- Kısa problem 1:
Kevser havuzuyla ilgili metinde parantez içinde adı geçen, "Kitab" ile başlayan bütün bölüm adlarını sıralayın.
- Kısa problem 2:
Kevser havuzuyla ilgili metne göre İbn Mâce, Rasûlullah'ın bu sözleri nerede söylediğini bildiriyor?
- Kısa problem 3:
Kevser havuzuyla ilgili metni kaldığı yerden sürdürün.

━━━ Alıntılanan metin

5) Kevser çeşmesi veya havuzu ile ilgili olarak Hazreti Peygamber kendi devrinin insanlarını defalarca ikaz etmiş ve kendisinden sonra yolunu değiştiren veya yolundan sapanların bu havuzun suyunu içemeyeceklerini beyan etmiştir. Rasûlullah'ın ifadesine göre, bu gibi İnsanlar havuzun başından uzaklaştırılacaklardır ve oraya bir daha yaklaştırılmayacaklardır. Rasûlullah (a.s.) diyecek ki, bunlar benim adamlarımdır. O zaman bu adamların, kendisinden sonra neler yaptıklarını bilmediği hatırlatılacaktır. Bunun üzerine Hz. Peygamber (a.s.) de bunları defedecektir ve kendisinden uzak durmalarını isteyecektir. Bu rivâyet de çeşitli hadislerde yer almıştır. (Buhârî; Kitâb-ur-Rikâk, Kitab-ul-Fiten, Müslim; Kitab-ut-Tehâret Kitâb-ul-Fezâil, Müsned-i Ahmed. Rivayet edenler: İbn Mes'ûd ve Ebû Hureyre; İbn Mâce, Kitab-ul Menasik), İbn Mâce'nin bu hususla naklettiği hadis acıklı kelimelerle doludur. Bu hadiste Hz. Peygamber (a.s.)'in şöyle dediği belirtilmiştir: "Haberiniz olsun, ben sizden önce havuzun başına varmış olacağım. Sizi görerek, diğer ümmetlerin yanında benim ümmetimin sayısının çok olduğundan iftihar edeceğim. O zaman yüzüme leke sürmeyin. Dikkatli olun. Bazılarınızı kurtaracağım, bazıları ise benden uzaklaştırılacaktır. Ben diyeceğim ki; Ya Rabbi, bunlar sahabelerimdir. O diyecektir ki, sen, senden sonra bu adamların ne garip şeyler yaptıklarını bilmiyorsun." İbn-i Ma'ce'ye göre Rasûlullah (a.s.) bu sözleri, Arafat'taki hutbesinde söylemiştir.

━━━━━━
━━━ Gösterilen kayıtlar

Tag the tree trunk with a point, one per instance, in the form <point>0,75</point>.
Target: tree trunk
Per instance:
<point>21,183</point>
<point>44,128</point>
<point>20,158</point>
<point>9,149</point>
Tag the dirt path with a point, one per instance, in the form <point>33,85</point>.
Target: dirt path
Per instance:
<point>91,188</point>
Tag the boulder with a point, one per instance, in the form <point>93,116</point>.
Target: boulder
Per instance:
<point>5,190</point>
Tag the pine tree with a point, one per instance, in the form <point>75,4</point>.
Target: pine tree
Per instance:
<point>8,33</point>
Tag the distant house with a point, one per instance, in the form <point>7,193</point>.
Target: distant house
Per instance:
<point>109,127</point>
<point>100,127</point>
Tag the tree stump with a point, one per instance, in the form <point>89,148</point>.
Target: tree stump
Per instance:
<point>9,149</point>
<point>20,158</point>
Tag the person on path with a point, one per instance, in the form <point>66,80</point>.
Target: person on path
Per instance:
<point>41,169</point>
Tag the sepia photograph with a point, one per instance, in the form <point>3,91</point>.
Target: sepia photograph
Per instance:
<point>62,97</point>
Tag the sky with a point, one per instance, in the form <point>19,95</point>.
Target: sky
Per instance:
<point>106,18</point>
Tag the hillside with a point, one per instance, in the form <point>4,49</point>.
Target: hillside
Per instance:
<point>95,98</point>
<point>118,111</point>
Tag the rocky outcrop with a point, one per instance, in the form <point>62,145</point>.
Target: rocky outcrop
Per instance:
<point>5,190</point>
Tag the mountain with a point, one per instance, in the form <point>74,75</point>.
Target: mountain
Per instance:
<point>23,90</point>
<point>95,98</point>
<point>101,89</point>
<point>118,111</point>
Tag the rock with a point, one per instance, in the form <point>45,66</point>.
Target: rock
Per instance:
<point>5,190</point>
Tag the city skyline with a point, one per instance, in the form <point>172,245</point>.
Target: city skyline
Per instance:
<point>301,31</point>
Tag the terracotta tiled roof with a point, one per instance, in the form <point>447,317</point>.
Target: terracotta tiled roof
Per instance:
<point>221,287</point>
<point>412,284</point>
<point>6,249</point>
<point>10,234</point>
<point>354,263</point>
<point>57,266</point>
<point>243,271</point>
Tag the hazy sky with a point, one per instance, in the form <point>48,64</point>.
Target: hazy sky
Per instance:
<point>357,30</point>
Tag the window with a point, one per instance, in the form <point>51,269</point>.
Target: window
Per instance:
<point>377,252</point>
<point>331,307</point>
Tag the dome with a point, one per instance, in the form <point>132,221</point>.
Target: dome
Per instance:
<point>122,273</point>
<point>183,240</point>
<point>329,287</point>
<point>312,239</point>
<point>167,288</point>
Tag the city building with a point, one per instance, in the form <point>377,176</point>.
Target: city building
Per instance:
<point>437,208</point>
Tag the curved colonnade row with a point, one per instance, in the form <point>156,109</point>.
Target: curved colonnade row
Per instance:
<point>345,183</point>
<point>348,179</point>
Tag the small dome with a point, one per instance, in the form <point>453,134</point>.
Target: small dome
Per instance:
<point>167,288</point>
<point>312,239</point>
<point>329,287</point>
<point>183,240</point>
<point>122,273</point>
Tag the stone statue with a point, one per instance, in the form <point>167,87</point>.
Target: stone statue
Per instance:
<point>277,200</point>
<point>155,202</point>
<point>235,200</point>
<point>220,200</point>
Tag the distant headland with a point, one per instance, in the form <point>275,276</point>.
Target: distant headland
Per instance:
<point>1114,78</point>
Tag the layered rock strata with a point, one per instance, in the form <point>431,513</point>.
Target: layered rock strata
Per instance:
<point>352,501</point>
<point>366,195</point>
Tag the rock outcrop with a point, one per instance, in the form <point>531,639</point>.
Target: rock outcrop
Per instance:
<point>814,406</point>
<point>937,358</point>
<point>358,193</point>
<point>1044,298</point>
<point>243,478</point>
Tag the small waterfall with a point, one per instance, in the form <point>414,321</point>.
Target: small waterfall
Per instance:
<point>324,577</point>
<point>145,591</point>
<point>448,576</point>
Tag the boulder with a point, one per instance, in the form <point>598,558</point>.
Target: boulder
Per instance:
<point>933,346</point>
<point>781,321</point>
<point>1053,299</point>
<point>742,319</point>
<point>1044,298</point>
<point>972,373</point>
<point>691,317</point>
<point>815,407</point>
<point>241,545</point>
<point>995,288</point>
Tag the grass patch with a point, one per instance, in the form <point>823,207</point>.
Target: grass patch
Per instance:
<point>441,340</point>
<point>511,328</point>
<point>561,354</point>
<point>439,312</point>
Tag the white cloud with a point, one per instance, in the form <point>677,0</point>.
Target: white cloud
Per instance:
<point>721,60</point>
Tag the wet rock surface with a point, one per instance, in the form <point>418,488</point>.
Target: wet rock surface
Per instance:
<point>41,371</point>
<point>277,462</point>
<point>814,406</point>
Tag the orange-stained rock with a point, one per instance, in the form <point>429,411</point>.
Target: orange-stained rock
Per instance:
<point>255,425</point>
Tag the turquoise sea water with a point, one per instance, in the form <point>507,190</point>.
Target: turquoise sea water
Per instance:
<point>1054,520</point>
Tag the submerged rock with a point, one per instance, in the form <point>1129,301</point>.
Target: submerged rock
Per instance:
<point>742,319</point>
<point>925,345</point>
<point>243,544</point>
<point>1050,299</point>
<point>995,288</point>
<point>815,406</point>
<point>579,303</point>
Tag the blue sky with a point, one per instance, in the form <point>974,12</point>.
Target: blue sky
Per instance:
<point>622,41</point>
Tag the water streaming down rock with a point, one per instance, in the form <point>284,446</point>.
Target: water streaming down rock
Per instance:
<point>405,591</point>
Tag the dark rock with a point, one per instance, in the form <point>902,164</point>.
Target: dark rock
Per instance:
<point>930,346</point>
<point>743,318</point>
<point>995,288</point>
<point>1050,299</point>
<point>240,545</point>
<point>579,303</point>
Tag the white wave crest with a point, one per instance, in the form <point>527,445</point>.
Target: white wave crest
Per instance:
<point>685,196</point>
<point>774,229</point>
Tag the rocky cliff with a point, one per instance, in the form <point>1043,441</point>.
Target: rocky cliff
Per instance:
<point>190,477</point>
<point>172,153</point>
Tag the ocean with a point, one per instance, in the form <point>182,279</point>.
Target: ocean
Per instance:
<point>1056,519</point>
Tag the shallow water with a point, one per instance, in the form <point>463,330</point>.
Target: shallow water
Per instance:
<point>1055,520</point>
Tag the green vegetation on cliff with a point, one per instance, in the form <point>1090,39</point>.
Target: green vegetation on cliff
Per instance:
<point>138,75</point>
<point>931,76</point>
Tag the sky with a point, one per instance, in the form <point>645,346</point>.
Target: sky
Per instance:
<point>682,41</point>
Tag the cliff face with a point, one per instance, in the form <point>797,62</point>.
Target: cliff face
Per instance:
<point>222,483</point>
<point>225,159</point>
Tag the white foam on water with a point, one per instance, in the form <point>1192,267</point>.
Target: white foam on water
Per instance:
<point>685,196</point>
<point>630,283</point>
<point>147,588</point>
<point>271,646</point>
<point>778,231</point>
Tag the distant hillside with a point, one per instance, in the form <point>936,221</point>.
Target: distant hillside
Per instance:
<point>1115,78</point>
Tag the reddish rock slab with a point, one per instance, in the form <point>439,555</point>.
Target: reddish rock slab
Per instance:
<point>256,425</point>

━━━━━━

- Sonuç 1:
Kitâb-ur-Rikâk, Kitab-ul-Fiten, Kitab-ut-Tehâret, Kitâb-ul-Fezâil, Kitab-ul Menasik

- Sonuç 2:
Arafat'taki hutbesinde.

- Sonuç 3:
6) Bu havuzla ilgili olarak Hazreti Peygamber sadece kendi devrinin insanlarını değil, kıyamete kadar gelecek nesilleri de uyarmıştır ve demiştir ki,
"Benden sonra tarzımı değiştirecek ve yolumdan ayrılacak olan müslümanlar bu havuza yaklaştırılmayacaklardır. Ben diyeceğim ki, Rabbim, bunlar benim adamlarımdır, benim ümmetimdendirler. Cevap verilecek ki, 'Siz bilmiyorsunuz, bunlar sizden sonra ne gibi değişiklikler yaptılar ve hep ters yola gittiler.' Ondan sonra ben de onları defedeceğim ve havuza gelmelerine mani olacağım." Bu ifade de çeşitli hadislerde yer almıştır. (Buhari; Kitab-ul-Musâkât, Kitab-ur-Rikâk, Kitab-ul-Fiten, Müslim; Kitab-ut-Tehâret, Kitab-us-Salât, Kitab-ul-Fezâil, İbn-i Ma'ce; Kitâb-uz-Zühd, Müsned-i Ahmed, Rivayet eden: İbn-i Abbas).
Kevser çeşmesiyle ilgili hadisler 50'den fazla sahabe tarafından nakledilmiştir. Gerçi bu hadislerde "Kevser" adı geçmemiştir, ama daha sonraki muhaddis ve müfessirler bundan Kevser havuzu veya çeşmesinin kastedil¬diğini belirtmişlerdir. İmam Buhârî Kitab-ur-Rikâk'in son bölümünün başlığına zaten "Kevser" kelimesini eklemiştir. Ayrıca, Hz. Enes'in bir rivâyetinde bizzat Hz. Peygamber (a.s.)'in "Kevser'i şöyle tarif ettiği nakledilmiştir: "Bu, benim ümmetimin varacağı bir havuzdur."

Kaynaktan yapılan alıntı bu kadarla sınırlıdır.